Region annotation entries:
━━━━━━
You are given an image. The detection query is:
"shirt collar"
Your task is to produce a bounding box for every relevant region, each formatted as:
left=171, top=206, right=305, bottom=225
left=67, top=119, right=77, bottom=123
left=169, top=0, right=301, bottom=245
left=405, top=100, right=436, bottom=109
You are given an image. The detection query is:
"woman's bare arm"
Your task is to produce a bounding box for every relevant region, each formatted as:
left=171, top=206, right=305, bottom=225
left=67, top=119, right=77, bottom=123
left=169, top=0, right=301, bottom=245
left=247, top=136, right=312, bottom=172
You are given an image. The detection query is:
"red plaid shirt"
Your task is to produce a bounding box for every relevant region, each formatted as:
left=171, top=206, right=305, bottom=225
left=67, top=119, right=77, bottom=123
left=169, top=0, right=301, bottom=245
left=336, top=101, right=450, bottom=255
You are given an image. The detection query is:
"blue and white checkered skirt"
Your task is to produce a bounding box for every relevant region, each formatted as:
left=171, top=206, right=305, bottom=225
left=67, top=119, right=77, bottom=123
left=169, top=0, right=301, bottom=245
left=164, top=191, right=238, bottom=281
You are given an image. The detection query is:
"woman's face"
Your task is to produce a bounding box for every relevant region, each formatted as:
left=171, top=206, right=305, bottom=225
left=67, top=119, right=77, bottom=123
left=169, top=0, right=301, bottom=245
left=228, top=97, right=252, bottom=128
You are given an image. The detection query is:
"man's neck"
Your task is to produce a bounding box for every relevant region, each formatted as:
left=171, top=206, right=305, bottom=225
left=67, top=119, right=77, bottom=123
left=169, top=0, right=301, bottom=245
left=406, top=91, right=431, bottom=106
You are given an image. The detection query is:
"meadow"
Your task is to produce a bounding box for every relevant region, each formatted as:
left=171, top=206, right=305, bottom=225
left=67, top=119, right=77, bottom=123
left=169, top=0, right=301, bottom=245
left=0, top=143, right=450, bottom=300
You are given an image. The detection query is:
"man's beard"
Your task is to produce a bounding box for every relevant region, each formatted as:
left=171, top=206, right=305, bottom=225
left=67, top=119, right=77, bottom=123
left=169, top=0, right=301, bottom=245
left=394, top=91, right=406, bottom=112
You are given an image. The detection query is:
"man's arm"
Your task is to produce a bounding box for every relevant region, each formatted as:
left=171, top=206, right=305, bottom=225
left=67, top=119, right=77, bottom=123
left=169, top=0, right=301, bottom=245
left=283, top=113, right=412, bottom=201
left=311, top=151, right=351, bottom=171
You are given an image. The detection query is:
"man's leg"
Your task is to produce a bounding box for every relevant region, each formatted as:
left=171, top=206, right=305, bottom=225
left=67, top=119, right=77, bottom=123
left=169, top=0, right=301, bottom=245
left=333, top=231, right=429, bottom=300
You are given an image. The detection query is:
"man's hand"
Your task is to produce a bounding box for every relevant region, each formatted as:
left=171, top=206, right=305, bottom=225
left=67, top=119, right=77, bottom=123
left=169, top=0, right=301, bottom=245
━━━━━━
- GIVEN INSTRUCTION -
Extract the records verbatim from the beginning through the line containing "left=164, top=191, right=238, bottom=281", including that line.

- SOLVED PROBLEM -
You are given an image. The detection query is:
"shirt collar"
Your task is to produce a bounding box for every relevant region, each formatted as:
left=171, top=206, right=305, bottom=225
left=67, top=119, right=77, bottom=123
left=169, top=0, right=301, bottom=245
left=405, top=100, right=436, bottom=109
You are given an image. The detection query is:
"woman's bare arm"
Your task is to produce a bounding box for every relevant region, each formatted as:
left=171, top=206, right=305, bottom=225
left=67, top=119, right=77, bottom=123
left=169, top=0, right=301, bottom=245
left=247, top=136, right=312, bottom=172
You are given an image. The detection query is:
"red plaid shirt"
Your task is to produce a bounding box for every relevant region, each formatted as:
left=171, top=206, right=305, bottom=225
left=67, top=119, right=77, bottom=123
left=169, top=0, right=301, bottom=245
left=336, top=101, right=450, bottom=255
You are given an image. The detection query is:
"blue and white checkered skirt"
Your task is to produce a bounding box for every relevant region, each formatted as:
left=171, top=206, right=305, bottom=225
left=67, top=119, right=77, bottom=123
left=169, top=0, right=301, bottom=245
left=164, top=191, right=238, bottom=281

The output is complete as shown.